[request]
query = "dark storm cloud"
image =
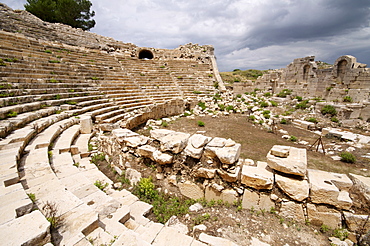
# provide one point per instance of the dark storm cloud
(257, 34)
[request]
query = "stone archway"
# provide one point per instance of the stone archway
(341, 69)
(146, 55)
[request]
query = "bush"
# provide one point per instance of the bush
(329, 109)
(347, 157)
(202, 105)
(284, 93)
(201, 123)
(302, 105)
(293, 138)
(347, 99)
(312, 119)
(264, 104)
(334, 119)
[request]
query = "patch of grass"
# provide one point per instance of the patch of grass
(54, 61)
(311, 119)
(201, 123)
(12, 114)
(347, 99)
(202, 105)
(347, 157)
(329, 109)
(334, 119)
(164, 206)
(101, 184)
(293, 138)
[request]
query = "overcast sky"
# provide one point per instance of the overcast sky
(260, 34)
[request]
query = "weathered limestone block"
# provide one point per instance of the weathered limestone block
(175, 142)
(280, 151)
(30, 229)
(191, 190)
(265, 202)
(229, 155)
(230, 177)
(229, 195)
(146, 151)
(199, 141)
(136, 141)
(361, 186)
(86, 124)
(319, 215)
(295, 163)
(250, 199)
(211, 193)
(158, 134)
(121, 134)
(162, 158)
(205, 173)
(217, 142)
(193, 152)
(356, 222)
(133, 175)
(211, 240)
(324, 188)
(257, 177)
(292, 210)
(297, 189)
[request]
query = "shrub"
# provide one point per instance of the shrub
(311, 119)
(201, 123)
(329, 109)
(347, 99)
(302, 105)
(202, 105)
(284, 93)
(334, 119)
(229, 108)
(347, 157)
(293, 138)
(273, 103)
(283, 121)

Request -> Transcribe the records above exactly as they appear, leaving out any pictures.

Answer for this exercise ->
[request]
query = "dark storm cloud"
image =
# provide one point per instance of the dark storm cloud
(257, 34)
[request]
query = "stone archway"
# provide one point per instance of the stone archway
(341, 69)
(146, 55)
[request]
query = "bush"
# provide one point per instance of the bush
(329, 109)
(347, 157)
(202, 105)
(284, 93)
(201, 123)
(302, 105)
(293, 138)
(347, 99)
(312, 119)
(264, 104)
(334, 119)
[request]
query = "patch of grass"
# provide one point per instance of the patch of grass
(54, 61)
(311, 119)
(201, 123)
(12, 114)
(347, 99)
(202, 105)
(347, 157)
(329, 109)
(334, 119)
(164, 206)
(101, 184)
(293, 138)
[request]
query = "overcast sky"
# provide one point per instance of the overcast sky
(260, 34)
[request]
query = "weathered limestone block"
# provide one point per instance of the weathered limestone block
(175, 142)
(280, 151)
(30, 229)
(191, 190)
(265, 202)
(229, 155)
(230, 177)
(229, 195)
(146, 151)
(199, 141)
(136, 141)
(361, 186)
(86, 124)
(319, 215)
(295, 163)
(250, 199)
(211, 193)
(158, 134)
(121, 134)
(162, 158)
(205, 173)
(217, 142)
(193, 152)
(356, 222)
(133, 175)
(211, 240)
(324, 188)
(257, 177)
(292, 210)
(297, 189)
[request]
query = "shrub"
# provide one point per instance of the shrub
(311, 119)
(201, 123)
(329, 109)
(347, 99)
(302, 105)
(202, 105)
(284, 93)
(334, 119)
(229, 108)
(347, 157)
(293, 138)
(273, 103)
(283, 121)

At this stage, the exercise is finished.